▶ [Given exercise]:
Print the lines from the one containing "Rules: pick out each instance of the dirt" through the one containing "[[64, 438]]", inclusive, unchanged.

▶ [Exercise inputs]:
· · · · · · ·

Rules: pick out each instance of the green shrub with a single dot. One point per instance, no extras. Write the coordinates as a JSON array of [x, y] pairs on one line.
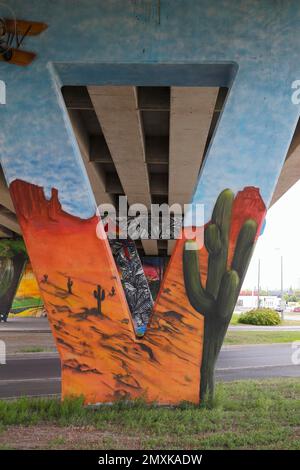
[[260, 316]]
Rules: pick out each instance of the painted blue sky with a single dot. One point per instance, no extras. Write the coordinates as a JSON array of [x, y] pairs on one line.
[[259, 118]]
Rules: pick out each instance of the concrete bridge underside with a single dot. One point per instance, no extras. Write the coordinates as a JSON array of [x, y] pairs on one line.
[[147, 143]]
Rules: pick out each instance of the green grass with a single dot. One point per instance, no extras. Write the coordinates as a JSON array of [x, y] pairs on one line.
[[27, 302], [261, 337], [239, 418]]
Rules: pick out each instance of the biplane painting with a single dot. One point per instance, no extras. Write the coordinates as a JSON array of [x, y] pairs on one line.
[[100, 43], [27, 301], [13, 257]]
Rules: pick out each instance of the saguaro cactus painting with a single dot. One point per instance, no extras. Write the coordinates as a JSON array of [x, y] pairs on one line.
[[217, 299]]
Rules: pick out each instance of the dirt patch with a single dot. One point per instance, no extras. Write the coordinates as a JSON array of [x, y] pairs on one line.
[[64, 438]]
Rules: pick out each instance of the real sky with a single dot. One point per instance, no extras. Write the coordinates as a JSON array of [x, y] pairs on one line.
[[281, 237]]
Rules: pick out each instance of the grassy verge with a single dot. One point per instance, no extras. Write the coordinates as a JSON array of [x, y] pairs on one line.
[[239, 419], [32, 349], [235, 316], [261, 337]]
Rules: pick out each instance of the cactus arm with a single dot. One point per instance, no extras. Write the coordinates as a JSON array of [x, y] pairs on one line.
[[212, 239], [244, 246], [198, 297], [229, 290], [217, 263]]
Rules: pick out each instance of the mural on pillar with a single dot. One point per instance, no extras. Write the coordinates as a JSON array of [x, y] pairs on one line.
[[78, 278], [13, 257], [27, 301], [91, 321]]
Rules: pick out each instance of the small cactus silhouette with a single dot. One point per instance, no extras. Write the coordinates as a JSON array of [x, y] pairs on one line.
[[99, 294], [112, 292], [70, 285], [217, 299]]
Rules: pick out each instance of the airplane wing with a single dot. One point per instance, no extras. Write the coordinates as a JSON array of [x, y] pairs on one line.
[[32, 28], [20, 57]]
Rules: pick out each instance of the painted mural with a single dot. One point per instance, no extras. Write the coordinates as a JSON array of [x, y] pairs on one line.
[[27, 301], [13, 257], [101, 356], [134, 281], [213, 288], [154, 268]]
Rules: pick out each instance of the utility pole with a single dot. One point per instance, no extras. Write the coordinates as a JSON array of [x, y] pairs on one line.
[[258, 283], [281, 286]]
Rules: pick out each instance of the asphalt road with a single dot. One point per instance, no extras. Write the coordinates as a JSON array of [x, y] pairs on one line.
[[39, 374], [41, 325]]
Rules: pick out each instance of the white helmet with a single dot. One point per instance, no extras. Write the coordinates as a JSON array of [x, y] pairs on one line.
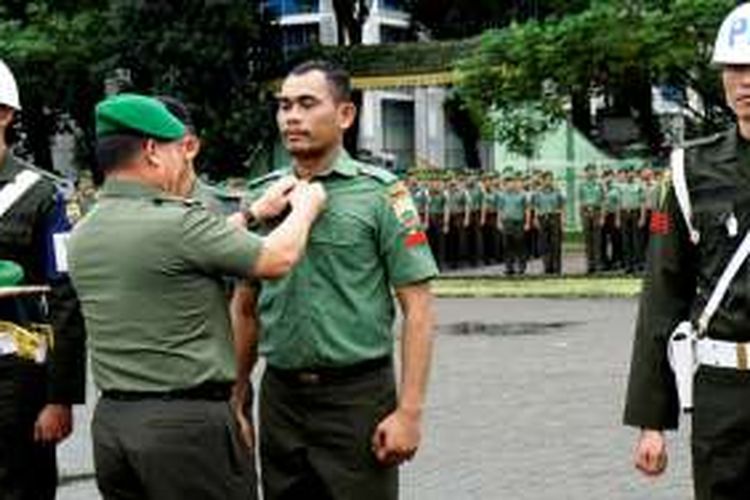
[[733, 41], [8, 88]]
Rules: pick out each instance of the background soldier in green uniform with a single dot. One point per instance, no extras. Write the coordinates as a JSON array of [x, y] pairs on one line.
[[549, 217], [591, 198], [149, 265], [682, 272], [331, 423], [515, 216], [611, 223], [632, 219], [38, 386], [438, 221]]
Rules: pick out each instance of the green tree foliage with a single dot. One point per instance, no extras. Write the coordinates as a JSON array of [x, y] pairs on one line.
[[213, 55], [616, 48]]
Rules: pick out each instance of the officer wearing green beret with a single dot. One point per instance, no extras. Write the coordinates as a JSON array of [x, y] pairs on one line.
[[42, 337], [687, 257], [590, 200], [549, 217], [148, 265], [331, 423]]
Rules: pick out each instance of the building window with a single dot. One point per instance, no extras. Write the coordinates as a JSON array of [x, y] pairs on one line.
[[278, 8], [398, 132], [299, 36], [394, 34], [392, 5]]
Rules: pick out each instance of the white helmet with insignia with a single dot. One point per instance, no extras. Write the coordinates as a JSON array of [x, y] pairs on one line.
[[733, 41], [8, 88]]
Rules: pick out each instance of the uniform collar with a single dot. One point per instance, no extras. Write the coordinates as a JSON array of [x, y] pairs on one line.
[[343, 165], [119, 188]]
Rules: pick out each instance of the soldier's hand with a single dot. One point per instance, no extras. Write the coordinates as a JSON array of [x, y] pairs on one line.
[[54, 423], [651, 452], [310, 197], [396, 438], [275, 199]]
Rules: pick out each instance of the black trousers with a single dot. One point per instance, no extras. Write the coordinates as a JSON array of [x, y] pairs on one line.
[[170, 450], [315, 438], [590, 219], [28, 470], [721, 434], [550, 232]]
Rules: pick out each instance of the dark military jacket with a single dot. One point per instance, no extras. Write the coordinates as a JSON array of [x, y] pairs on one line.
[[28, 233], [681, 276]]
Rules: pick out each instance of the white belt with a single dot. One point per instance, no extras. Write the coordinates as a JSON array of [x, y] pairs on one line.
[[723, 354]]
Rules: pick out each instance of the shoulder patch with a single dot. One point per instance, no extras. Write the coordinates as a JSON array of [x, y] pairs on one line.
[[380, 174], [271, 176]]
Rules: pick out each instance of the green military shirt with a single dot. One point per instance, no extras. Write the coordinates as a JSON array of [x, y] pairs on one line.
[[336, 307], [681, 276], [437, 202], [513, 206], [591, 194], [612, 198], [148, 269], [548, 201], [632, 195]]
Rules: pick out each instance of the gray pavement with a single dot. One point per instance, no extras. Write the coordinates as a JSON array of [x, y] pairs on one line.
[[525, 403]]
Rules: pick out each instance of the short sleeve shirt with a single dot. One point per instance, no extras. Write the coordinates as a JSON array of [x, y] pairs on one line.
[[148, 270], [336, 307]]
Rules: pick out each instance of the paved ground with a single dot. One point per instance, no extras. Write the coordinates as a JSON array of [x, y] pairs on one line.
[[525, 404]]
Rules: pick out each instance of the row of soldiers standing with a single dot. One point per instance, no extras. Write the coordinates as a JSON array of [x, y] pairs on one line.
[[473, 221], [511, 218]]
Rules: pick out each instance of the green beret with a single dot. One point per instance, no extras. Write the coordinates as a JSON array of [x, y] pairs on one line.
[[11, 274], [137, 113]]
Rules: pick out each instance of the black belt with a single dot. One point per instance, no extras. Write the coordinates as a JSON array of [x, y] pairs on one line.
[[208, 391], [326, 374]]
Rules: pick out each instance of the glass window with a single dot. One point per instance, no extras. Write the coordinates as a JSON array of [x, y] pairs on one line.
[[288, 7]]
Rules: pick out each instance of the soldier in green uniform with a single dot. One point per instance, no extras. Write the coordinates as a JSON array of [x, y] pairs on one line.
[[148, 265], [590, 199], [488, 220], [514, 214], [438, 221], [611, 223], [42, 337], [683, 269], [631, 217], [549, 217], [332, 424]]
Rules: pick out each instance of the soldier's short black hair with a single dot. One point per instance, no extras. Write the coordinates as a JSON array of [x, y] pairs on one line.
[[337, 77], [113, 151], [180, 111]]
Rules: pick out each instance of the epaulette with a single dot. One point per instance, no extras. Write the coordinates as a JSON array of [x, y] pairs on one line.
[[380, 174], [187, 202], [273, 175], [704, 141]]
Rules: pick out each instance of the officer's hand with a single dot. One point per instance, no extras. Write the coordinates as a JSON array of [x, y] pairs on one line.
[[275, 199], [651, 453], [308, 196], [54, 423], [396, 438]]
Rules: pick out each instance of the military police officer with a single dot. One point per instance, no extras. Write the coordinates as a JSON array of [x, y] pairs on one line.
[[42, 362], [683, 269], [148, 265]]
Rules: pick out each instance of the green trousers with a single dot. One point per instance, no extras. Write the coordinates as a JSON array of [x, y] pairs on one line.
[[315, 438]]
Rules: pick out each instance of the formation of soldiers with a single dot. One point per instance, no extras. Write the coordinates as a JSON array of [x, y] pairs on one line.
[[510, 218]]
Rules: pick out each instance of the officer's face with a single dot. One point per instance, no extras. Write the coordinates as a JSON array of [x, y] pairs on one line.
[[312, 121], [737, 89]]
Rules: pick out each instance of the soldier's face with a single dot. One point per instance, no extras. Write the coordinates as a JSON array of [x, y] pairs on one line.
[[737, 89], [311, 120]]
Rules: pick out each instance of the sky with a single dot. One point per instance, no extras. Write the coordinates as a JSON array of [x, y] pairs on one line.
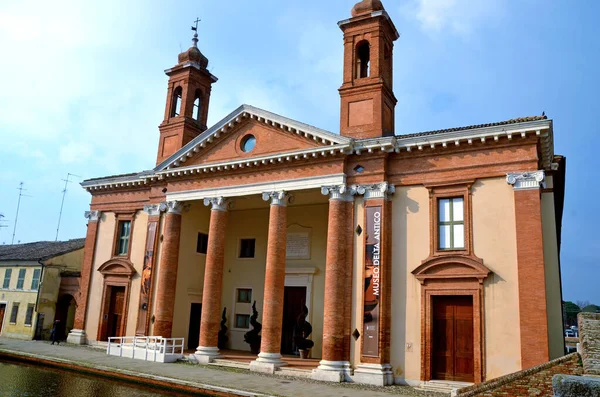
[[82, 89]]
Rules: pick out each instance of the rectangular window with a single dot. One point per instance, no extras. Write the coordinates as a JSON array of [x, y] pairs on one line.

· · · · · · ·

▶ [Answer for the task]:
Rules: pick out each instance of the dirt patch with a single dot. One point per instance, no extras. Write the coordinates as a JSON array of [x, y] pairs on one line.
[[64, 438]]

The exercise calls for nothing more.